→ **Daftar Tugas**
1. Sebutkan semua nomor pasal yang disebut dalam artikel tentang UU Cipta Kerja di bawah ini.
2. Jawablah pertanyaan berikut berdasarkan artikel tentang UU Cipta Kerja di bawah ini.
(a) Siapa juru kampanye Trend Asia yang dikutip dalam artikel itu?
(b) Di mana foto bongkar muat batu bara dalam artikel itu diambil?
(c) Kapan Novita menyampaikan keterangan tertulisnya?

→ **Kutipan Artikel**
Menuju konten utama

Trend Asia: UU Cipta Kerja Langgengkan Perusakan Lingkungan

Pengesahan ini dinilai sebagai cara pemerintah memberi subsidi paling baru bagi industri batu bara dan mengunci Indonesia dalam laju kenaikan emisi.

Trend Asia: UU Cipta Kerja Langgengkan Perusakan Lingkungan
Suasana bongkar muat batu bara di Balikpapan, Kalimantan Timur, Jumat (7/10/2022). ANTARA FOTO/Rivan Awal Lingga/nym.

tirto.id - Pengesahan Perppu Cipta Kerja, yang sudah disetujui menjadi undang- undang oleh Dewan Perwakilan Rakyat (DPR), dinilai sebagai upaya dalam melanggengkan perusakan lingkungan oleh negara dan oligarki. Salah satunya yang tertuang pada pasal 128A.

Juru Kampanye Trend Asia Novita Indri menuturkan, dalam pasal 128A berisi soal royalti nol persen kepada pemegang Izin Usaha Pertambangan/Izin Usaha Pertambangan Khusus (IUP/IUPK) yang melakukan pengembangan atau pemanfaatan batu bara.

Pasal ini telah disisipkan di antara pasal 128 dan pasal 129 dalam Undang-undang Nomor 4 Tahun 2009 tentang Pertambangan Mineral dan Batu bara. Artinya, royalti nol persen ini akan dinikmati bila perusahaan besar batu bara melakukan proyek peningkatan “nilai tambah” semu melalui kegiatan hilirisasi seperti gasifikasi batu bara.

“Padahal hilirisasi seperti gasifikasi batu bara berpotensi akan menjadi proyek yang merugikan keuangan negara. Selain itu, penggunaan batu bara juga akan memperparah dampak krisis iklim di Indonesia,” tutur Novita melalui keterangan tertulisnya, Kamis, (23/3/2023).

→ **Petikan Data**

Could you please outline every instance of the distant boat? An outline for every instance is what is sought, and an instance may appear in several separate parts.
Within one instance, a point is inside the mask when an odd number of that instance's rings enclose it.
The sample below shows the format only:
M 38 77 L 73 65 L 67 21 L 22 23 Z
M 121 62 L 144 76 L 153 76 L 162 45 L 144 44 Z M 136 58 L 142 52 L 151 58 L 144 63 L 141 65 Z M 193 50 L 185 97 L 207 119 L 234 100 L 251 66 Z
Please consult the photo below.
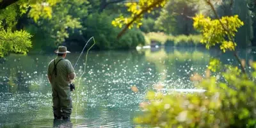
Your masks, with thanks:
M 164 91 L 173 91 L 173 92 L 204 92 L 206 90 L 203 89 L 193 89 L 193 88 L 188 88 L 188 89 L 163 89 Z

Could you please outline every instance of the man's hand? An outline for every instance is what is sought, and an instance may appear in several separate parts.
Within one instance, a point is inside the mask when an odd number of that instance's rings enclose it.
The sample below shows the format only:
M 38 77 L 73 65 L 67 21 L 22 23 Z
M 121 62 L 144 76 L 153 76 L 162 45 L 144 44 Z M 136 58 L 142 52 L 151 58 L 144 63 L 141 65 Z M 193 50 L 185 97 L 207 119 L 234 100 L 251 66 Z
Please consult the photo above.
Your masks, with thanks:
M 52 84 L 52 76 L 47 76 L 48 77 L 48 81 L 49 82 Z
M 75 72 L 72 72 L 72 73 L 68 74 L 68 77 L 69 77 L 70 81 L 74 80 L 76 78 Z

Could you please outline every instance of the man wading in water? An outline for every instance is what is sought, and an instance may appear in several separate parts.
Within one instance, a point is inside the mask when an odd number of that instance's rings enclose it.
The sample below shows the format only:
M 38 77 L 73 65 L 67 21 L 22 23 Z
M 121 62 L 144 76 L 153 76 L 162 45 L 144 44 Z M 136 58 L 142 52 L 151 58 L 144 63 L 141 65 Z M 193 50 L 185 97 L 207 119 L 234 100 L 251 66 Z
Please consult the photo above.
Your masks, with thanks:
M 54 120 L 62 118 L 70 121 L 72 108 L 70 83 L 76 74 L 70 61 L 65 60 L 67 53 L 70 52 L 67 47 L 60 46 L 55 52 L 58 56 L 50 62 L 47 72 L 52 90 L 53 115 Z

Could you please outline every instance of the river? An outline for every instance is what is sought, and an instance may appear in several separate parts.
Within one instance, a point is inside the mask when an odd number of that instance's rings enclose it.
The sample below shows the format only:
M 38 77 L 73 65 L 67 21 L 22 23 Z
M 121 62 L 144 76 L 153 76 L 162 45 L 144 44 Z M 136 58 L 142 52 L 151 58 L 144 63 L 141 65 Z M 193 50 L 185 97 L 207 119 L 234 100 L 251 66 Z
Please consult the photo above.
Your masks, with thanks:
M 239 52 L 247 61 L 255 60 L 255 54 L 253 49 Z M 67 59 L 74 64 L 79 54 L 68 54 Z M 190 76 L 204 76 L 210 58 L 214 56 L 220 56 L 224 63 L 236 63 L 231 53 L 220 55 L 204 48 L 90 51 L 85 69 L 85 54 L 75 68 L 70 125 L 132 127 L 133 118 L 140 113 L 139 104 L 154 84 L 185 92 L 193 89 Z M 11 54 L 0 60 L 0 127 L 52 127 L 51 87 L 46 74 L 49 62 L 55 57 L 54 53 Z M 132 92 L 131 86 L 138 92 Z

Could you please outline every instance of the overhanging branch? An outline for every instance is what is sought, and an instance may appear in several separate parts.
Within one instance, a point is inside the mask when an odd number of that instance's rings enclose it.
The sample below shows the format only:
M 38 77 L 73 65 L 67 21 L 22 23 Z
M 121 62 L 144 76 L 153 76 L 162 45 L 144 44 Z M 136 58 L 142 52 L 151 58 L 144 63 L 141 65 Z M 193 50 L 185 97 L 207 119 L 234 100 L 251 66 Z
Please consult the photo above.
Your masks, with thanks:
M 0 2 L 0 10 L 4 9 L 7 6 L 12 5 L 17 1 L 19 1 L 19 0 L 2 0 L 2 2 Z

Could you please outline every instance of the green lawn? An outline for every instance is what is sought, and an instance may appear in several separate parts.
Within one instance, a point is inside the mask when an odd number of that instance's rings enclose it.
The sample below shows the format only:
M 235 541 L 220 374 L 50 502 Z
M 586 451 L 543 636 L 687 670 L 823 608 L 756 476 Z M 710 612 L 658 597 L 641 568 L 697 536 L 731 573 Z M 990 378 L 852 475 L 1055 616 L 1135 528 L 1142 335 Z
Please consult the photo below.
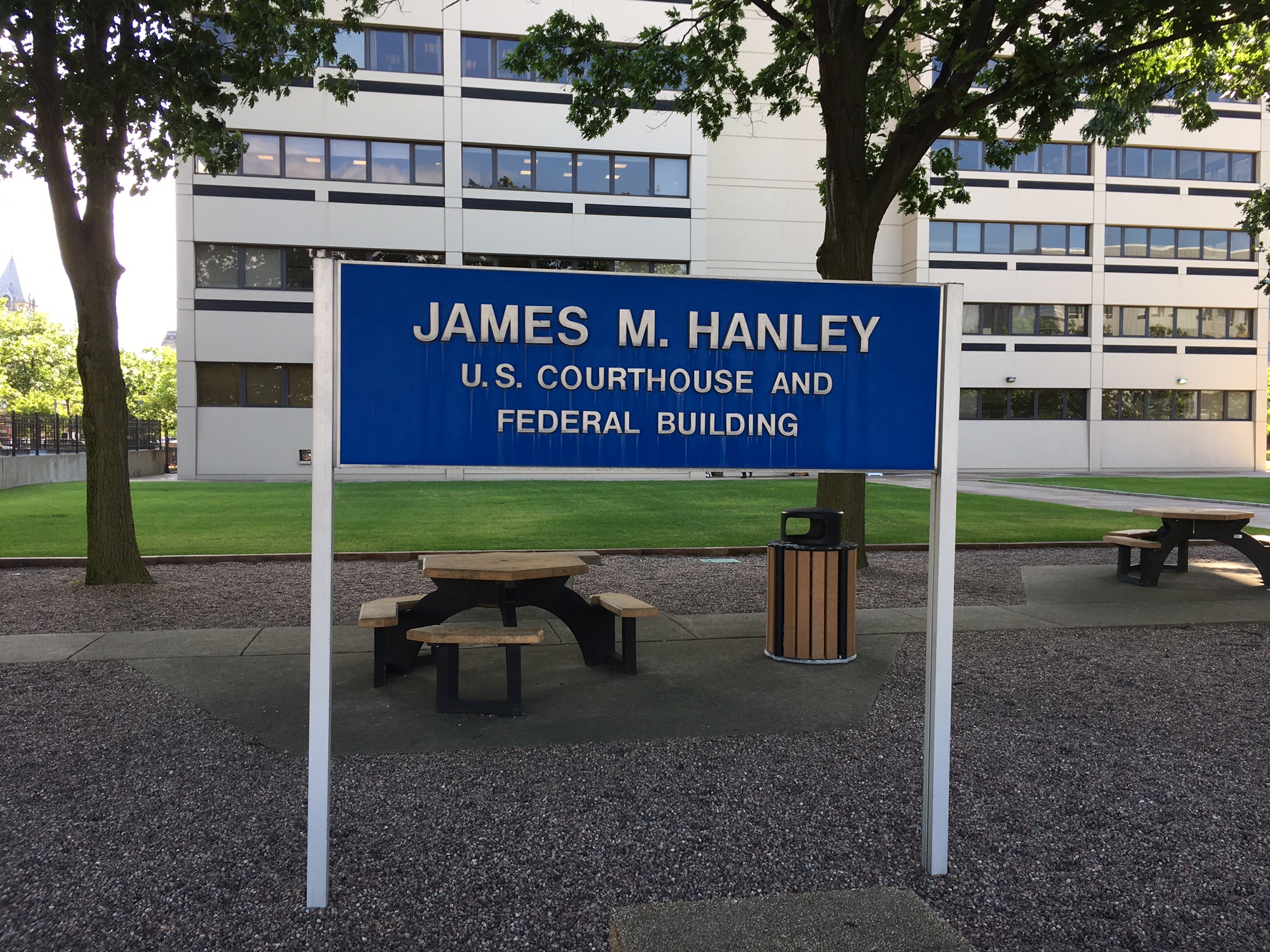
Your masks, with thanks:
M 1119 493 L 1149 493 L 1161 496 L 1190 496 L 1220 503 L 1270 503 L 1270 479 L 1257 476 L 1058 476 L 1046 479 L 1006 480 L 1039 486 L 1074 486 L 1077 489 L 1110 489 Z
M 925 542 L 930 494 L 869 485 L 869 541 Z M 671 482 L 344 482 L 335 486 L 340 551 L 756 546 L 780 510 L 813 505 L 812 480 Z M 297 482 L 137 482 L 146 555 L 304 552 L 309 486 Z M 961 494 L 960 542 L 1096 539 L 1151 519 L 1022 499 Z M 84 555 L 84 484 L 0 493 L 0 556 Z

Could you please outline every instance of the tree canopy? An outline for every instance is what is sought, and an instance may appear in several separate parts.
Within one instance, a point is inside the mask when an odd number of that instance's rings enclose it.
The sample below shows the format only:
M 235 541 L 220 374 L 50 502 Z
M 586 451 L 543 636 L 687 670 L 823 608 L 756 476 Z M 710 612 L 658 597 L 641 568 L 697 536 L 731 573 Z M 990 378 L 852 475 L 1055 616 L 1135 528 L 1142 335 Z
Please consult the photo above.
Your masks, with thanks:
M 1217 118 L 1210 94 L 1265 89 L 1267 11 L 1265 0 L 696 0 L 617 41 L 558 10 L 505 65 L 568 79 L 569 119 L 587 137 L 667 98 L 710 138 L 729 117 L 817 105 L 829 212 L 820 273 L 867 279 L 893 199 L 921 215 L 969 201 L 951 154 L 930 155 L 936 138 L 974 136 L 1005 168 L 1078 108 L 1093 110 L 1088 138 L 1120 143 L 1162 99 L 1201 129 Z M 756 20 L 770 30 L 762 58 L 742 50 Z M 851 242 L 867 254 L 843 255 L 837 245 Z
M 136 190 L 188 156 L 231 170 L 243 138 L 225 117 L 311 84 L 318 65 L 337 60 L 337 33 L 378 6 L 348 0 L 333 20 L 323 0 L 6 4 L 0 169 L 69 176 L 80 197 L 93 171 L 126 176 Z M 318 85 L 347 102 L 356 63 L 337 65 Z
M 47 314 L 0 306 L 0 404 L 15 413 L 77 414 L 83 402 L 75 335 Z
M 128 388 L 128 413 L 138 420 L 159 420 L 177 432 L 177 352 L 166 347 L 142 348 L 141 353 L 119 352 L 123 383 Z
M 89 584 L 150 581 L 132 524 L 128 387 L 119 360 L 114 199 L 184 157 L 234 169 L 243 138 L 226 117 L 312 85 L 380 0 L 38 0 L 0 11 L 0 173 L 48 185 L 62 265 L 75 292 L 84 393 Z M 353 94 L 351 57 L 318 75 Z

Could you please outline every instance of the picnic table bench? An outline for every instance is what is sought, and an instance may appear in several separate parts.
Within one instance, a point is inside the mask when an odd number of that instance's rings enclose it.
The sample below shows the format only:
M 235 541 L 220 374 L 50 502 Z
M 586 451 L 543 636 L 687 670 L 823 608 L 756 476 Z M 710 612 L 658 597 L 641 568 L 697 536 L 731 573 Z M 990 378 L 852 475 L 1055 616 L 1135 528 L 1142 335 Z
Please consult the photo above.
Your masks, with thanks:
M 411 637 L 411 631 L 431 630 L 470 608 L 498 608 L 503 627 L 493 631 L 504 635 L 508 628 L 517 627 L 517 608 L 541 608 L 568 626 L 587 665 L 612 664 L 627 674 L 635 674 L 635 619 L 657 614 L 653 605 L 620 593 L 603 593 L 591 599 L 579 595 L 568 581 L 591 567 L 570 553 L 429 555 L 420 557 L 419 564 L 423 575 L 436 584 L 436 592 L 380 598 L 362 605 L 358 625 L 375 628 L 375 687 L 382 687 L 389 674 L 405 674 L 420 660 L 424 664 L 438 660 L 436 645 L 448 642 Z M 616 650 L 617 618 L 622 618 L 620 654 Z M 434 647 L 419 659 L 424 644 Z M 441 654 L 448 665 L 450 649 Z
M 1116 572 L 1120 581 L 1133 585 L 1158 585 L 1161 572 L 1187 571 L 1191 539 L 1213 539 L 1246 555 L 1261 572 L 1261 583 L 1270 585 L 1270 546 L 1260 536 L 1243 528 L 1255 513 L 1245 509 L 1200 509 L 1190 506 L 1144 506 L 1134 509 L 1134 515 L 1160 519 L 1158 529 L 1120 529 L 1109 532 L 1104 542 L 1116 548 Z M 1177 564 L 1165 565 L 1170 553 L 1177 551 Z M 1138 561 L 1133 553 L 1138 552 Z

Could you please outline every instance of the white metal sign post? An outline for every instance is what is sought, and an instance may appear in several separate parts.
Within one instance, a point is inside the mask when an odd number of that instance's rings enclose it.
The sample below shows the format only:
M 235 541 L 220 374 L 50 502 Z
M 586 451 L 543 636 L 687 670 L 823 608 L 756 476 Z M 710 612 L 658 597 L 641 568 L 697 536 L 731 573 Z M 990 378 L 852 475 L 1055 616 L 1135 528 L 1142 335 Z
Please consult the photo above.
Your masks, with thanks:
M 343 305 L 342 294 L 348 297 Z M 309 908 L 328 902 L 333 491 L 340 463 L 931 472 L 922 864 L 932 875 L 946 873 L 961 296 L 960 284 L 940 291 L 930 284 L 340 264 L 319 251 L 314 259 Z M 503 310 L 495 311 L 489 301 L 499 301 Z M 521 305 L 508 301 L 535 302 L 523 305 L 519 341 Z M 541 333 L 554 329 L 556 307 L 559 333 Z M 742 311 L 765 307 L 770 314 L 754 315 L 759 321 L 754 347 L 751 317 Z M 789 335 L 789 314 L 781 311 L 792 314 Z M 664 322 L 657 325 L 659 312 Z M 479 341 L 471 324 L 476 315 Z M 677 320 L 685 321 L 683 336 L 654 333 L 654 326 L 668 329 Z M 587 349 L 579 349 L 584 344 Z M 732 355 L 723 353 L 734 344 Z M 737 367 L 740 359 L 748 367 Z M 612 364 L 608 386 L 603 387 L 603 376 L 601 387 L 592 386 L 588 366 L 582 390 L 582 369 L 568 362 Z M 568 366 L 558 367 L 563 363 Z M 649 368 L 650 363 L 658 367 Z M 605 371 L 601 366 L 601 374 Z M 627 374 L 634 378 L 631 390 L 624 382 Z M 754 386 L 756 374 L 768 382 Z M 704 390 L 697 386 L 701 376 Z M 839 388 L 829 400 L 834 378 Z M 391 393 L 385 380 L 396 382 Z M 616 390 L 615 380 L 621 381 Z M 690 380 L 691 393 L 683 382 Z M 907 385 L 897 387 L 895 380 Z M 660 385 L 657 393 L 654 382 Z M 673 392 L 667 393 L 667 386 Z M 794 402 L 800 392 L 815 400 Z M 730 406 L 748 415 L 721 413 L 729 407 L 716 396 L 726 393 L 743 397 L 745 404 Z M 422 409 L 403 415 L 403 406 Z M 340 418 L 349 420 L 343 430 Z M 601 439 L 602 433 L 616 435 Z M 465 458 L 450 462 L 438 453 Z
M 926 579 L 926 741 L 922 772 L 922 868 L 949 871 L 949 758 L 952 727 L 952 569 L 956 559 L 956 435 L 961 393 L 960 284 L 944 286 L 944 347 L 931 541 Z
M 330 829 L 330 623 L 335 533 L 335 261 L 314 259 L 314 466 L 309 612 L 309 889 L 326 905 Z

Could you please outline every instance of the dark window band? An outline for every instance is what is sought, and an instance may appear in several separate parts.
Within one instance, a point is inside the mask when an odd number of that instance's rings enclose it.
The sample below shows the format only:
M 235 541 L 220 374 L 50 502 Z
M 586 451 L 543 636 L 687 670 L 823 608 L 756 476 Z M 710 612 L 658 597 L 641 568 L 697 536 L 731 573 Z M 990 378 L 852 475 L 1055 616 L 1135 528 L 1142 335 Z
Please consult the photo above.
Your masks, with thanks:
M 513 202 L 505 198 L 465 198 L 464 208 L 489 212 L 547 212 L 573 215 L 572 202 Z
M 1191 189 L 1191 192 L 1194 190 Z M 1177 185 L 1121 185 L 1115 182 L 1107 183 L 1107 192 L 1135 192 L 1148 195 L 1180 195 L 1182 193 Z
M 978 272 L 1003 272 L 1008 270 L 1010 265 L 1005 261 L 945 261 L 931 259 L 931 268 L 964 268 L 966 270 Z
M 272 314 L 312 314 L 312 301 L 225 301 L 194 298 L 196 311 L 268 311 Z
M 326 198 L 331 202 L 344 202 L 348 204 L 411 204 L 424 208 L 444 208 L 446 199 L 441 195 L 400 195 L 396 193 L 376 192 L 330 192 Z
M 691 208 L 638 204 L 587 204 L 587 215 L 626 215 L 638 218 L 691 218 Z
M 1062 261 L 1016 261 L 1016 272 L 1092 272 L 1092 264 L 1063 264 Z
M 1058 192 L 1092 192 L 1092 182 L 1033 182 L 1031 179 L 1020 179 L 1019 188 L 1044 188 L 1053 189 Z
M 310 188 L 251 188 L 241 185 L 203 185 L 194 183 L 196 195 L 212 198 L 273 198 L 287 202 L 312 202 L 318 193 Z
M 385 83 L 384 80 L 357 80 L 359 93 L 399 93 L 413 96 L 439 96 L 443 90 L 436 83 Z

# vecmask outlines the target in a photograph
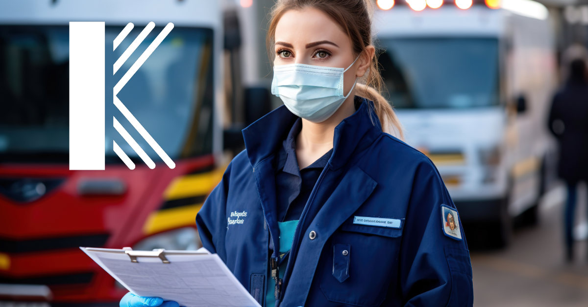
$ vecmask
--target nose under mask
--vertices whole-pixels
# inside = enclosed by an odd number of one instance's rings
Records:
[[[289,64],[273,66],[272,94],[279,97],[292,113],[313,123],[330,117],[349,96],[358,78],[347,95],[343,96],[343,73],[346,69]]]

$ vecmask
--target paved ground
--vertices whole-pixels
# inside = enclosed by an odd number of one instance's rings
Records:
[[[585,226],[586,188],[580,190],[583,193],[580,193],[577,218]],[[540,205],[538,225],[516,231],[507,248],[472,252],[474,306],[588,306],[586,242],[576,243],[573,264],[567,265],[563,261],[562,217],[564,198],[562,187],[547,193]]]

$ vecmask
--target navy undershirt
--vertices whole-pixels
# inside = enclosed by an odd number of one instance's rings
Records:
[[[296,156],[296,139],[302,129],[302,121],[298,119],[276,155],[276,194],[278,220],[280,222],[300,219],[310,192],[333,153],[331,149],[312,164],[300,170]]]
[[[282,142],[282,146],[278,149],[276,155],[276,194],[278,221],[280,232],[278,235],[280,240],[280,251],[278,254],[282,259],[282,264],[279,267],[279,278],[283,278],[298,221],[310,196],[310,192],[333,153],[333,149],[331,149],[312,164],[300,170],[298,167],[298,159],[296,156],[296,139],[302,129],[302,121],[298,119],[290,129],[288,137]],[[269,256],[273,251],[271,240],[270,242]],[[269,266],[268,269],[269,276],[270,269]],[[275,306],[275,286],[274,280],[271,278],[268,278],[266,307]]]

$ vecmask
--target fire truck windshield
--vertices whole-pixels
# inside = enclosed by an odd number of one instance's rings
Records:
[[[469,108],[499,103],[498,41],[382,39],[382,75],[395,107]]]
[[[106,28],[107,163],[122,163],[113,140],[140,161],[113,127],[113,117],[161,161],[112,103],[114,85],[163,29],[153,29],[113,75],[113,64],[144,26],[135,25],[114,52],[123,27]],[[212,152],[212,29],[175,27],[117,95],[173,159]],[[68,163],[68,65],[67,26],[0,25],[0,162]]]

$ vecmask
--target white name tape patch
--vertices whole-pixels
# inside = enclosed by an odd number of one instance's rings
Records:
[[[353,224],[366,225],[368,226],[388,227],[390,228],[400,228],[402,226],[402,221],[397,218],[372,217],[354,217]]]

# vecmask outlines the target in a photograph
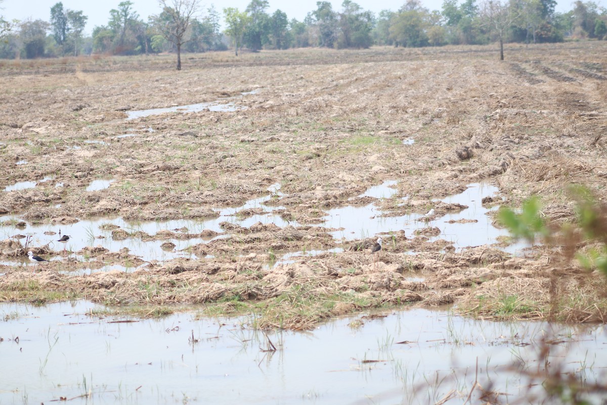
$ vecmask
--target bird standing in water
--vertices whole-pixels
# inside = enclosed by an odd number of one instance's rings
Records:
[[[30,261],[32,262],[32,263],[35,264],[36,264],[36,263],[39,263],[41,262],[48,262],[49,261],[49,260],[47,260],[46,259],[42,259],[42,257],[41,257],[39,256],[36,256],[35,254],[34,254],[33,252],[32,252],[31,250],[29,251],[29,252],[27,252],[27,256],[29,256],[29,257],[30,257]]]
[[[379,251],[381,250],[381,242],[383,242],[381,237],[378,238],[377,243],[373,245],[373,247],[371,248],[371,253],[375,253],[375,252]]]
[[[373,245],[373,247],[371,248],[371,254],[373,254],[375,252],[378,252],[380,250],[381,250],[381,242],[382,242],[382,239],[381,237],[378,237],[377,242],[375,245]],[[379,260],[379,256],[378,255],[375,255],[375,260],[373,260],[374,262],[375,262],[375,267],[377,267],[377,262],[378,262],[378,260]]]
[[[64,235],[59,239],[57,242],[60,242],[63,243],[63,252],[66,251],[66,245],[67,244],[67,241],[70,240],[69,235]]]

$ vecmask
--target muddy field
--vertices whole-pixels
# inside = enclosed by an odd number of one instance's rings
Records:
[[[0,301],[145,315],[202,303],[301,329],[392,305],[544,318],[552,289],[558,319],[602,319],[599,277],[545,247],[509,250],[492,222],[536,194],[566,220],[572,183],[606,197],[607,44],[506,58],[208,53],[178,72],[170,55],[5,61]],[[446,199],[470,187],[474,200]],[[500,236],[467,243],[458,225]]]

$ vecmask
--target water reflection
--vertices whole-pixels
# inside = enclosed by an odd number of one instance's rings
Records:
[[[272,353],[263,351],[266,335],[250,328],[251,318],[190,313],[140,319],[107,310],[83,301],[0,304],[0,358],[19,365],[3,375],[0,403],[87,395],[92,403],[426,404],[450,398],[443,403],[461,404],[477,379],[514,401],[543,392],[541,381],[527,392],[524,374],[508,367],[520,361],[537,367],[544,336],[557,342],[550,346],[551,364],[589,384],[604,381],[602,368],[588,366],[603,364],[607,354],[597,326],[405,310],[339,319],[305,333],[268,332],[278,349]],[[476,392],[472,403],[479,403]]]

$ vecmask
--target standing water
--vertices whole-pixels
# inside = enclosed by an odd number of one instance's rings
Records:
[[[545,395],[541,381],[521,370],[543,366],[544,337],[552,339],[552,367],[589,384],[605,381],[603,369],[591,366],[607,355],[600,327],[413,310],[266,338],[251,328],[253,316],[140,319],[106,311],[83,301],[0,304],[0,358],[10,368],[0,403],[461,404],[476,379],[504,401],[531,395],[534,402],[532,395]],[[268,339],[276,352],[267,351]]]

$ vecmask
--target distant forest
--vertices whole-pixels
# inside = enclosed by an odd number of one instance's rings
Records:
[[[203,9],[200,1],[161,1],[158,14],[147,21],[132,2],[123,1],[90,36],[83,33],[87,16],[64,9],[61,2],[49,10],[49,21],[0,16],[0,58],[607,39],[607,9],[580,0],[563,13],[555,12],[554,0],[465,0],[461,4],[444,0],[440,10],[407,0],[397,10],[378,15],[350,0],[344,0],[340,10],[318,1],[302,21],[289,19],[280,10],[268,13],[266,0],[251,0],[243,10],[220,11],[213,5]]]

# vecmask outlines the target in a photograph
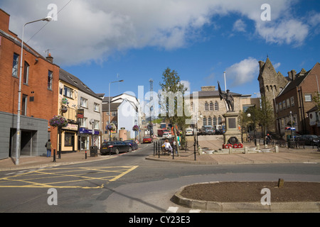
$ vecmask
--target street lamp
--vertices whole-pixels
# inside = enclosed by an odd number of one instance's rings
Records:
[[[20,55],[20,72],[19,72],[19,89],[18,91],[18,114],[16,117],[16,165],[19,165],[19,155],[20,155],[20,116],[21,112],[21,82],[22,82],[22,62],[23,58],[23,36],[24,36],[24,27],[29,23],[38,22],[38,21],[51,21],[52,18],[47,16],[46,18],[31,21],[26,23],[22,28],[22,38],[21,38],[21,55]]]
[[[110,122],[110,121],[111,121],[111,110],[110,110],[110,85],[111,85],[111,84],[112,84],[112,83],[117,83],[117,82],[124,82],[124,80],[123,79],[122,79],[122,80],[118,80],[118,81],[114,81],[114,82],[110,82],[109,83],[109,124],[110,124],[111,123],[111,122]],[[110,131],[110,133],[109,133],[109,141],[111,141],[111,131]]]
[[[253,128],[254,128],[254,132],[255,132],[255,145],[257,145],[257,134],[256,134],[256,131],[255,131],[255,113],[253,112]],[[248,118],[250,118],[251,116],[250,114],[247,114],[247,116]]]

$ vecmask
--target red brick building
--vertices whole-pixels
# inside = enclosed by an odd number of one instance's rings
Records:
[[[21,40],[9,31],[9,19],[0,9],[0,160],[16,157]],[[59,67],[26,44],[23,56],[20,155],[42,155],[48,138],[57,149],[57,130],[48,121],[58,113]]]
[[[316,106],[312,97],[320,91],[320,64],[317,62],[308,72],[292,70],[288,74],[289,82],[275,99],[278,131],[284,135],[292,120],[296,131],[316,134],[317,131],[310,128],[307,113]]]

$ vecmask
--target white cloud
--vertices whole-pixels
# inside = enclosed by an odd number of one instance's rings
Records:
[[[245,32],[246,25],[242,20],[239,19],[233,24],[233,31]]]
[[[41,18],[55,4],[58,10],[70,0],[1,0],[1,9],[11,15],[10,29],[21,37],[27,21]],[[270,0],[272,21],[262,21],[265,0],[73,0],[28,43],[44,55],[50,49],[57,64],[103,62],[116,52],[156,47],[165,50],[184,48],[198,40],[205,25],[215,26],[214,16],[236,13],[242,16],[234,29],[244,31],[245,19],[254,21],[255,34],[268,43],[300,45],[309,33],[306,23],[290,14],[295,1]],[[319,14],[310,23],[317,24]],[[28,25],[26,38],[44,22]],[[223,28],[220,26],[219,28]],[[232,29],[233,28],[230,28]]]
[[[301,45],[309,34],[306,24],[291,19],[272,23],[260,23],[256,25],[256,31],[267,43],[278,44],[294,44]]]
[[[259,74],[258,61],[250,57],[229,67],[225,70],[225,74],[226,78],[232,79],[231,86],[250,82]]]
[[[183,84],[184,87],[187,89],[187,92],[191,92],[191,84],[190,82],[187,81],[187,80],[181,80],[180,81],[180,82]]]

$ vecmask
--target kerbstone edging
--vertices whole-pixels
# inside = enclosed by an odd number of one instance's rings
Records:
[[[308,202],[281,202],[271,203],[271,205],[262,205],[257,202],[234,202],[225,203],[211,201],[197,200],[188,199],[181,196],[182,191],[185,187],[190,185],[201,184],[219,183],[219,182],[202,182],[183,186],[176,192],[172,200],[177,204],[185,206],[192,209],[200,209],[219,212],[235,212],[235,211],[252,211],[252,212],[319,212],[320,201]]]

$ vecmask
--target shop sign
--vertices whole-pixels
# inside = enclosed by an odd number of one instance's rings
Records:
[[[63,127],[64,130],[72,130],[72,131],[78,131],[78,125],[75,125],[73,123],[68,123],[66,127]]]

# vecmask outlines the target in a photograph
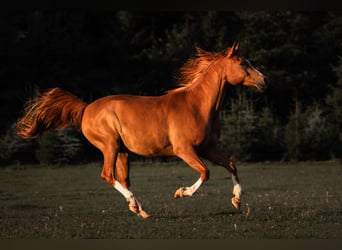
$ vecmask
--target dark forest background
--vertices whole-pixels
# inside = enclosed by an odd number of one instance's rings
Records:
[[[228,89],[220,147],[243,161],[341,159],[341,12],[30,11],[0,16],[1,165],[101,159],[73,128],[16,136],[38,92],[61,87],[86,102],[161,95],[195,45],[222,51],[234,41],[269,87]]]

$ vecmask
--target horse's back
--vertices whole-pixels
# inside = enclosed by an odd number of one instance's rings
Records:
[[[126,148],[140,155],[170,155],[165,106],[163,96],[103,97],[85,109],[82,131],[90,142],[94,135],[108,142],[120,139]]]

→ **Jawaban Tiap Tugas**
1. Artikel itu menyebut tiga pasal, yaitu pasal 128A, pasal 128, dan pasal 129.

2.
(a) Juru kampanye Trend Asia yang dikutip adalah Novita Indri.
(b) Foto itu diambil di Balikpapan, Kalimantan Timur.
(c) Novita menyampaikan keterangan tertulisnya pada hari Kamis, 23 Maret 2023.